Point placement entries
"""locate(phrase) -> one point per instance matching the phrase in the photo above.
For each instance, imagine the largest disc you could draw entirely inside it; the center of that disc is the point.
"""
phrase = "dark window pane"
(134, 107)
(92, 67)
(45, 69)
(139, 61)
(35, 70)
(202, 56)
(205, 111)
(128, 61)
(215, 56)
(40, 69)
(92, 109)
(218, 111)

** WORK TO COMPLETE **
Format every line of the entries above as a numbered list, omitting any blank lines.

** TASK OUTPUT **
1. """locate(phrase) -> one point per instance matching the phrase in the photo above.
2. For each instance, imagine the largest disc you could draw entirely inside it; the center of that disc is the point.
3. """
4. phrase = "dark window pane"
5. (134, 107)
6. (92, 67)
7. (45, 69)
8. (139, 61)
9. (35, 70)
10. (202, 56)
11. (205, 111)
12. (128, 61)
13. (215, 56)
14. (40, 69)
15. (92, 109)
16. (218, 111)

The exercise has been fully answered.